When America’s enemies commit crimes, they’re crimes. When the United States commits crimes, they didn’t happen.

CJ Werleman


According to the Pentagon, US led airstrikes against ISIS have killed only two civilians: both children – “likely in Syria”.

A new report compiled by the non-profit group Airwars, which tracks coalition airstrikes in the Middle East, documents up to 591 civilian deaths from more than 50 credible incidents – involving 5,600 airstrikes.

In 1928, when Arthur Ponsonby, a British politician, said, “When war is declared, the first casualty is the truth” – he never specified what the distorted “truth” might be. If one were to examine all wars the US has engaged in modern history, however, one might conclude the casualty to be civilian death counts.

The US government and its ever-reliable mainstream media cheerleaders rarely, if ever, discuss, debate, or dwell on civilian casualties. To do so would be to acknowledge our own sins. To acknowledge our sins would be to acknowledge the US is as barbaric and uncivilised as those the US pretends pose an existential threat.

“When enemies commit crimes, they’re crimes. In fact, we can exaggerate and lie about them with complete impunity,” says Noam Chomsky in an interview featured in Imperial Ambitions: Conversations in a Post-9/11 World. “When we commit crimes, they didn’t happen.”

Now even if you file US caused civilian casualties under the horribly euphemistic moniker “collateral damage,” you must, at the very least, file those casualties accurately. But the US has a history of underreporting civilian casualties at best, and proactively concealing at worst.

In 2004, The New York Times ran a piece about the tapes that recorded conversations between President Nixon and Secretary of State Henry Kissinger. In one exchange, Kissinger says he wants to sweep the 1969 My Lai massacre, where US Marines mass murdered as many as 500 civilians, “under the rug”.

## Listed records
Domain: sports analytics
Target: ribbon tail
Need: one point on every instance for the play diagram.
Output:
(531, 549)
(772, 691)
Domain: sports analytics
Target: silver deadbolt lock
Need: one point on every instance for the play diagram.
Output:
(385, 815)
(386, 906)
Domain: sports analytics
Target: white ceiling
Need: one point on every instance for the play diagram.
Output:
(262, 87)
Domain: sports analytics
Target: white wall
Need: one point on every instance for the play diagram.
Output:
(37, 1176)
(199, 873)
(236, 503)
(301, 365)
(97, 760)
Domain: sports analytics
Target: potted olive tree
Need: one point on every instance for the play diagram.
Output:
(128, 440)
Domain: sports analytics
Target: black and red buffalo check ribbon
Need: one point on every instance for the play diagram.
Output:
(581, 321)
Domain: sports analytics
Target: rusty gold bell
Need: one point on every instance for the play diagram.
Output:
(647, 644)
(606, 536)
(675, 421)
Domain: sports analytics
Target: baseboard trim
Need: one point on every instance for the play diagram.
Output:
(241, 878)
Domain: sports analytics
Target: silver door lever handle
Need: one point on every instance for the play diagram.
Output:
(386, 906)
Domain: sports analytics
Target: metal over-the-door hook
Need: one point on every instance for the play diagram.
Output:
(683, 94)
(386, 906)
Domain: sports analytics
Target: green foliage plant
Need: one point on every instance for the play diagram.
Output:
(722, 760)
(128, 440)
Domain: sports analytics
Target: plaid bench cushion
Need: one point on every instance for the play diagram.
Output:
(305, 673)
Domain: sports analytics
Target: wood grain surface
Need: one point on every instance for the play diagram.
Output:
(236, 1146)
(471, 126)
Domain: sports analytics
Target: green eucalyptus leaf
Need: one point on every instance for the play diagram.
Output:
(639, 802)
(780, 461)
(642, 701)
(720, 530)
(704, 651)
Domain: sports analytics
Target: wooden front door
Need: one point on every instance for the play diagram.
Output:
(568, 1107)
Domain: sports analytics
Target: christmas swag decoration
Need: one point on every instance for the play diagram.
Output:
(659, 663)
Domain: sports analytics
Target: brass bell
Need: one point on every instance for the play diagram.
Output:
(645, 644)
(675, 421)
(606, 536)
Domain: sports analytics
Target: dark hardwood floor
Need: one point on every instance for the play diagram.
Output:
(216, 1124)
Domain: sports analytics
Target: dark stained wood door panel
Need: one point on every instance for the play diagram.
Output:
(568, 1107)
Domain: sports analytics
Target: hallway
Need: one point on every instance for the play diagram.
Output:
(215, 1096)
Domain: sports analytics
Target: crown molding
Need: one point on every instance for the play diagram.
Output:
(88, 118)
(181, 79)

## Required work
Condense the paragraph of the article on civilian casualties that begins "In 2004, The New York Times" into a single shorter sentence that keeps its main facts. The entries aren't needed here.

## Task output
A 2004 New York Times piece on the recorded conversations between President Nixon and Secretary of State Henry Kissinger reported that Kissinger wanted to sweep the 1969 My Lai massacre, in which US Marines killed as many as 500 civilians, "under the rug."